### Task material
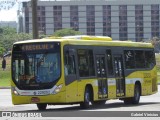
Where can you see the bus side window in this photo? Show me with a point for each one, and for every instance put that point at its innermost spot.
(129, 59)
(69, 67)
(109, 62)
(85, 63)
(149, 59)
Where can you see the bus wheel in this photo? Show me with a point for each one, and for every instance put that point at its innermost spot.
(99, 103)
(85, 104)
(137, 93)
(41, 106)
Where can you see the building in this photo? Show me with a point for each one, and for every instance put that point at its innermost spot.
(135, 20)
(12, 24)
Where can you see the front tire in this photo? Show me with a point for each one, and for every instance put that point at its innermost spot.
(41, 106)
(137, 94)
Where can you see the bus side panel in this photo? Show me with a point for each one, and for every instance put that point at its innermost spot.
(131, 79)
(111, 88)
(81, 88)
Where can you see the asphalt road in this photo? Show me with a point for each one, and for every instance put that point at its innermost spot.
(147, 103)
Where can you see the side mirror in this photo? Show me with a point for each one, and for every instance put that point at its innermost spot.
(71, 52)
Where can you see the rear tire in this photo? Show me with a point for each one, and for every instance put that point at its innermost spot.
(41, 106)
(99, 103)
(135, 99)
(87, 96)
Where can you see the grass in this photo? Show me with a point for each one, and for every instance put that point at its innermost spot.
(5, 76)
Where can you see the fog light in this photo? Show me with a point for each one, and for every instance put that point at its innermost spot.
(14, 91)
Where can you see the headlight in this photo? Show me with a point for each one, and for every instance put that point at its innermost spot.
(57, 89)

...

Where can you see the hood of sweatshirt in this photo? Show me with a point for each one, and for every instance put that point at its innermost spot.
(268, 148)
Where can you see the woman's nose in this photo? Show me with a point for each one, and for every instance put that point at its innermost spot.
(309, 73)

### Do this
Pick out each line of the entries above that contains the word "tire".

### Final answer
Where can you see the front tire in this photo? Show me with a point for each one, and for every instance put that point at its innermost spot.
Where can you see the rear tire in this photo? Show me with a point for each one, and for every instance put that point at its innermost spot.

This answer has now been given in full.